**Task instructions**
1 - In the article about Kansas basketball fans after the loss to UCLA, what was the team's record for the season?
2 - From the article about Kansas fans reacting to the UCLA loss, write out word for word the stretch from "Although several people" through "San Jose, Calif.".

(Beginning of Text excerpt)

For many Kansas University basketball fans, Saturday night's tough season-ending NCAA Tournament loss to UCLA felt like a kick to the gut.
"We're feeling pretty sad. I just really thought this was their year," said Lindsay Ferrell, a Lawrence resident who works in the development office at Baker University in Baldwin City.
Fans couldn't help but ask questions a day after their team was eliminated from the tournament, one win shy of the Final Four.
As the Jayhawk flags still flew on some Lawrence homes and businesses Sunday, even the most optimistic thoughts surrounding the team for next year came with uncertainty.
"I hope that none of them go off to the NBA," said Alicia Adams, a Lawrence pediatric nurse.
Before some fans could think that far ahead, they relayed stories about how quiet Massachusetts Street became Saturday night and aired a few grievances about watching the Jayhawks score only 55 points in the loss after such a successful season when they lit up many scoreboards.
"I don't think they are used to going up against a defensive buzz saw," said Joe Ortiz, a barber at Rex's Stadium Barber Shop, 1033 Mass.
"I thought they were going to win, but that second half, it didn't look too great," said Ko Vichith, a Wichita resident who spent the weekend in Lawrence with friends.
Although several people said they were happy that KU advanced so far compared with the 2005 and 2006 first-round upset losses, many fans wondered what could have been after a successful 33-5 season that abruptly came to a halt in San Jose, Calif.
"It was obviously frustrating. We could have done a lot more," said Kevin Bell, a Frontenac junior studying sports management at KU.
Because many Lawrence residents have an emotional investment in KU basketball, the Rev. Nate Rovenstine on Sunday morning had to cheer up several members of his congregation at Lawrence Wesleyan Church, 3705 Clinton Parkway, including himself.
He said he briefly and lightly mentioned the game in his sermon and that often a disappointment involving the Jayhawks can bring focus back to other more pressing issues in people's lives.
"I try to take it as a chance to talk about the real values we should have in life. But, at the same time, it was a little bit of a somber mood," said Rovenstine, the church's lead pastor.
Some fans could look past the pain to celebrate KU's accomplishments this year.
"Well, I think they had an awesome season. They really did," said Adams, the pediatric nurse.
Others weren't yet in the mood to think about a 2007-2008 KU team and its potential.
"No, sorry, no," said Bell, the KU junior.

(End of Text excerpt)
(Beginning of Data)

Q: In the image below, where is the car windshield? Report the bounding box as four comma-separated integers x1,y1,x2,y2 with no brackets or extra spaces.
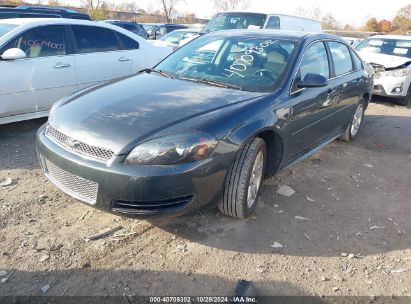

(End of Data)

**Responses to the exercise**
1 - 33-5

2 -
Although several people said they were happy that KU advanced so far compared with the 2005 and 2006 first-round upset losses, many fans wondered what could have been after a successful 33-5 season that abruptly came to a halt in San Jose, Calif.